■ **Votre tâche**: Reproduisez à l'identique le passage de la critique de Chroniques de Parme qui commence par « Critique de Chroniques » et se poursuit jusqu'à « du dix-neuvième siècle. ».

■ **Extrait retenu**:
Critique de Chroniques de Parme C. (, Inscrite le 3 janvier 2022, - ans) - 3 janvier 2022

J’ai découvert cet ouvrage par l’intermédiaire de la page Facebook de l’auteur, et j’ai eu envie de le lire car l’histoire de l’art ne peut être appréhendée de meilleure façon qu’en s’intéressant aussi aux hommes et aux femmes qui ont contribué à l’écrire. S’immerger dans la vie d’un artiste, en l’occurence un peintre, permet de redécouvrir ensuite toute son œuvre avec un regard neuf et un éclairage différent.
Dès les premières pages, j’ai été immédiatement subjuguée par le style à la fois juste, vivant et percutant de Pierre Perrin. Le présent de narration favorise une immersion complète dans le récit. On y pénètre comme au sein d’une fresque qui se dessine peu à peu, ressuscitant un contexte et une époque, en l’occurence les milieux artistiques du dix-neuvième siècle.
La magie du voyage opère : on devient Virginie, cette fille de cordonnier qui à 33 ans, après avoir refusé tous ses prétendants, fait la rencontre qui va changer sa vie : celle du jeune peintre Gustave Courbet, qui a onze ans de moins. Le charme opère instantanément entre eux et ils vivent une relation passionnelle, charnelle, teintée de complicité.

■ **Données**:

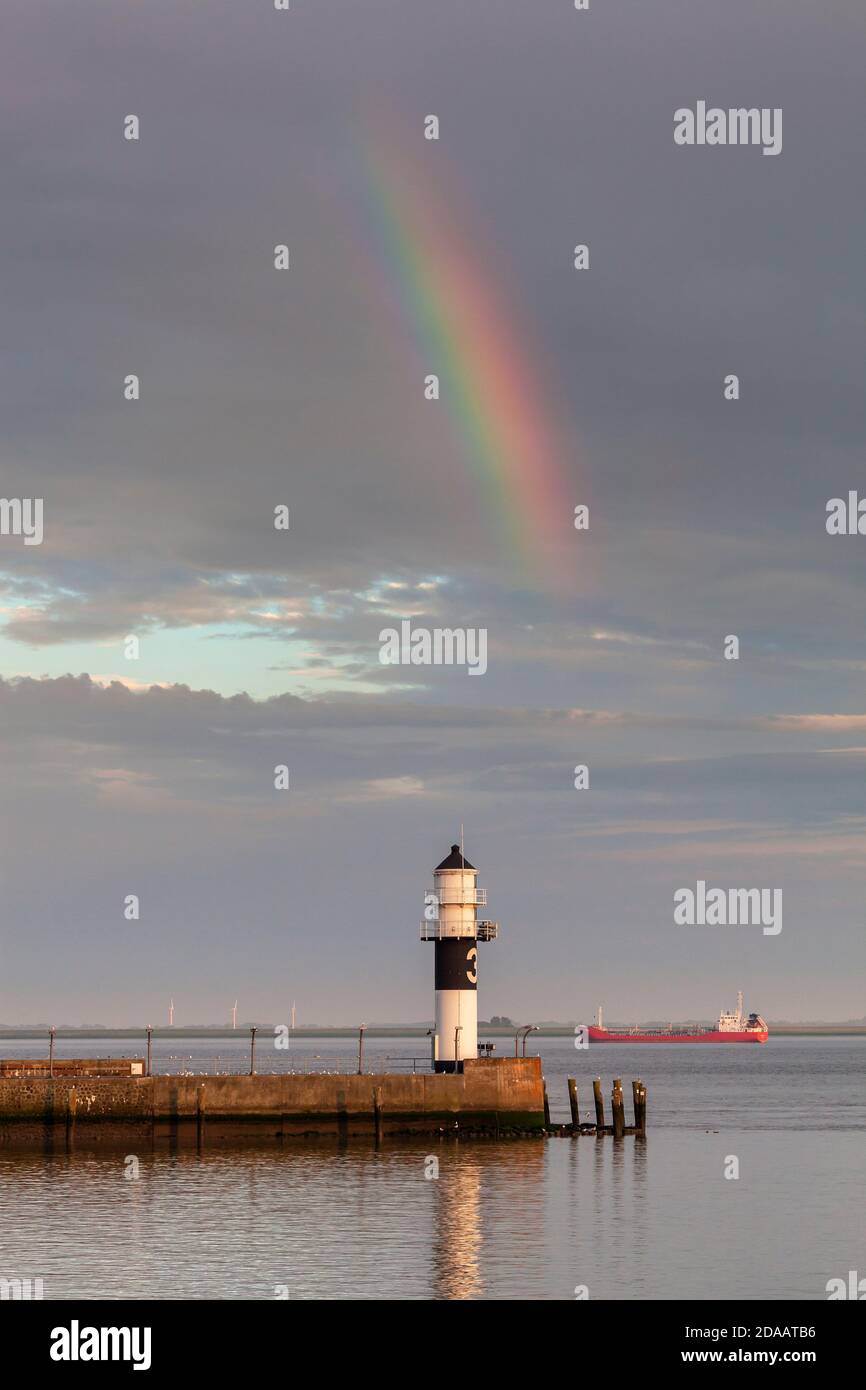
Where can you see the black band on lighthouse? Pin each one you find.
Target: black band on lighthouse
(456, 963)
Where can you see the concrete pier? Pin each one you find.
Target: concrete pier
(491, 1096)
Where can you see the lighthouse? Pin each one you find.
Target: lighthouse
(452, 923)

--

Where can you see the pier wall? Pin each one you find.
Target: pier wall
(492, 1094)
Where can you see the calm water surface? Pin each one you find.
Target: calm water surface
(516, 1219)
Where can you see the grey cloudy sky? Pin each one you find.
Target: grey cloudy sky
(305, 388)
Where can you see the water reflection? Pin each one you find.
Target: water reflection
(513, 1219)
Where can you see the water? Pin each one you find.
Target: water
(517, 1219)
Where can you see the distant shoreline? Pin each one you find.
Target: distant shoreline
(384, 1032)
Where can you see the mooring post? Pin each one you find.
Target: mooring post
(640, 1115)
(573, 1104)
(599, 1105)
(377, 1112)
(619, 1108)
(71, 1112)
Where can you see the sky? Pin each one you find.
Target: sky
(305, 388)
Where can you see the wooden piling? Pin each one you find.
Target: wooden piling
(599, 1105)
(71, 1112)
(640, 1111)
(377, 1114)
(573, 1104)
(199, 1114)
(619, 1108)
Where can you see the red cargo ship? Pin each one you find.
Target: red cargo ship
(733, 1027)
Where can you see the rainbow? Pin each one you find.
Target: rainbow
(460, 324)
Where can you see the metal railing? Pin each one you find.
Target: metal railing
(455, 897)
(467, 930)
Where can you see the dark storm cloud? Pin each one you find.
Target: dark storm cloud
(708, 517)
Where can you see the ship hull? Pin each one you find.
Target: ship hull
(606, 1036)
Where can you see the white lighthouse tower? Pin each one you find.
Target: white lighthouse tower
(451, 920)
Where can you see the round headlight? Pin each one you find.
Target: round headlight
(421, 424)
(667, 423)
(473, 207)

...

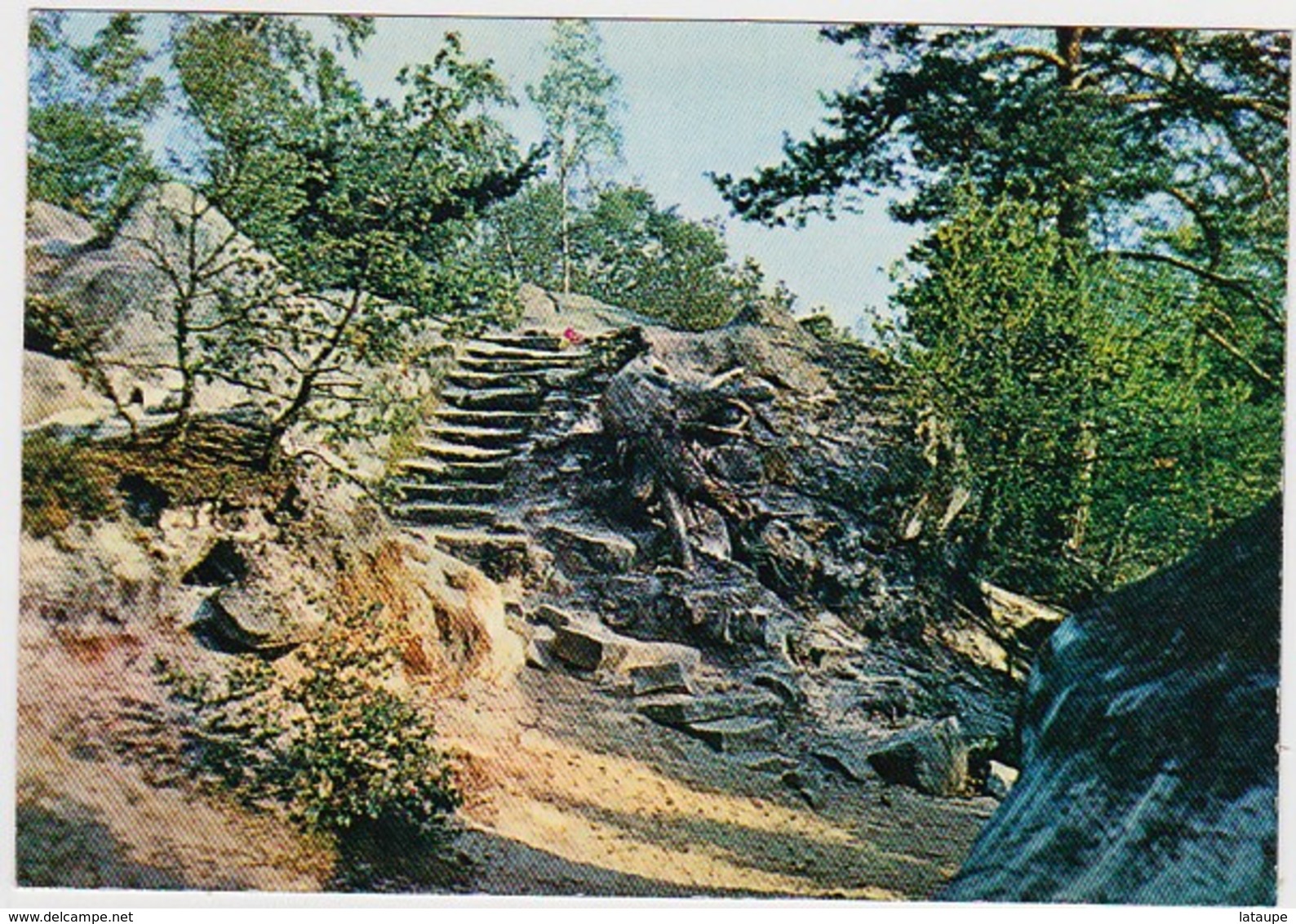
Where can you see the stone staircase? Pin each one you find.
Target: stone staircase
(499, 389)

■ **Résultat attendu**:
Critique de Chroniques de Parme C. (, Inscrite le 3 janvier 2022, - ans) - 3 janvier 2022

J’ai découvert cet ouvrage par l’intermédiaire de la page Facebook de l’auteur, et j’ai eu envie de le lire car l’histoire de l’art ne peut être appréhendée de meilleure façon qu’en s’intéressant aussi aux hommes et aux femmes qui ont contribué à l’écrire. S’immerger dans la vie d’un artiste, en l’occurence un peintre, permet de redécouvrir ensuite toute son œuvre avec un regard neuf et un éclairage différent.
Dès les premières pages, j’ai été immédiatement subjuguée par le style à la fois juste, vivant et percutant de Pierre Perrin. Le présent de narration favorise une immersion complète dans le récit. On y pénètre comme au sein d’une fresque qui se dessine peu à peu, ressuscitant un contexte et une époque, en l’occurence les milieux artistiques du dix-neuvième siècle.